**Task material:**

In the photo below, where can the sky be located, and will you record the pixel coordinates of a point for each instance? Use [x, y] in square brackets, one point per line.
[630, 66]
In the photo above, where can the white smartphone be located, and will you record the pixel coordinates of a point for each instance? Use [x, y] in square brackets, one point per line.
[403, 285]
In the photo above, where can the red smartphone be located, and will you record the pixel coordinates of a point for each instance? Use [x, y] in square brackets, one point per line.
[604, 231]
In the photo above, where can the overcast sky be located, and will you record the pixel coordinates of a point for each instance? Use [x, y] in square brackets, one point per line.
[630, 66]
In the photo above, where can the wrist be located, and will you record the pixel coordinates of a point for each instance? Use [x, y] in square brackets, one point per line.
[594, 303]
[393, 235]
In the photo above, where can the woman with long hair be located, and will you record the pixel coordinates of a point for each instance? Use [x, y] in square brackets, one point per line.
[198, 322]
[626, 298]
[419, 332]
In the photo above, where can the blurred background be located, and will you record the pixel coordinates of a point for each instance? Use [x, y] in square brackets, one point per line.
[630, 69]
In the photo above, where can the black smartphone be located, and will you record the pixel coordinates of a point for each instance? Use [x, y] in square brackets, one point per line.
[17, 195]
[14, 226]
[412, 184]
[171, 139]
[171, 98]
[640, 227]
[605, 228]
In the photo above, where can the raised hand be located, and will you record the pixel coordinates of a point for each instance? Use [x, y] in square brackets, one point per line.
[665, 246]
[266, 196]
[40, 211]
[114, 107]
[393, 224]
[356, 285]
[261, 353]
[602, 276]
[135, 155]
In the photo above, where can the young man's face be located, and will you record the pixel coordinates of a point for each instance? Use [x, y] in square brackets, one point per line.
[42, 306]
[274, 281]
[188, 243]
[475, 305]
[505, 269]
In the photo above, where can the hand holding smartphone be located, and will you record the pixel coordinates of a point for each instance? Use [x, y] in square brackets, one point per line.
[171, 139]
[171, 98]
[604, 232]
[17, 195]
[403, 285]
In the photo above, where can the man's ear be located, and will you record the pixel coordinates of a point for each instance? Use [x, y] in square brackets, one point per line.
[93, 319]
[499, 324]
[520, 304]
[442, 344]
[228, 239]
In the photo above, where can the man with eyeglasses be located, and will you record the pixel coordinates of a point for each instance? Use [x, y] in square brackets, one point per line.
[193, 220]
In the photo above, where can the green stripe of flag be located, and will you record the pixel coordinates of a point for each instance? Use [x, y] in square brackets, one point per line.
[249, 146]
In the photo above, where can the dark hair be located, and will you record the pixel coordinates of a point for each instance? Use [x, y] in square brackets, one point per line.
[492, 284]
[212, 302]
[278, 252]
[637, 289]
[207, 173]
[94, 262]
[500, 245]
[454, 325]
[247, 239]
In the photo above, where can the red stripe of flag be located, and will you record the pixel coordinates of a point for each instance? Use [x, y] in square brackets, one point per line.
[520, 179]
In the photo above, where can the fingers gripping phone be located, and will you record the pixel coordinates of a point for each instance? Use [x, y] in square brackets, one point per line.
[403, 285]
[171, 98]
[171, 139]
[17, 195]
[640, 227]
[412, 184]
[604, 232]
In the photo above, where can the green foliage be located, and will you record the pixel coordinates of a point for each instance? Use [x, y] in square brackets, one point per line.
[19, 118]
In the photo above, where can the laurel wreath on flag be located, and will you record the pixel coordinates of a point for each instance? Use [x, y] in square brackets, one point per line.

**Exercise directions:** The lines wanted are those from the one holding "In the photo above, where can the green foliage" through the final line of the listing; print them exactly.

**Answer section:**
In the photo above, where can the green foliage be located, and will you record the pixel coordinates of a point for each instance? Use [x, y] in square brackets, one point per line.
[19, 118]
In the photo above, where can the laurel wreath on flag be located, and will you record the pixel coordinates of a point for each instance? Use [x, y] in square brackets, one point per line.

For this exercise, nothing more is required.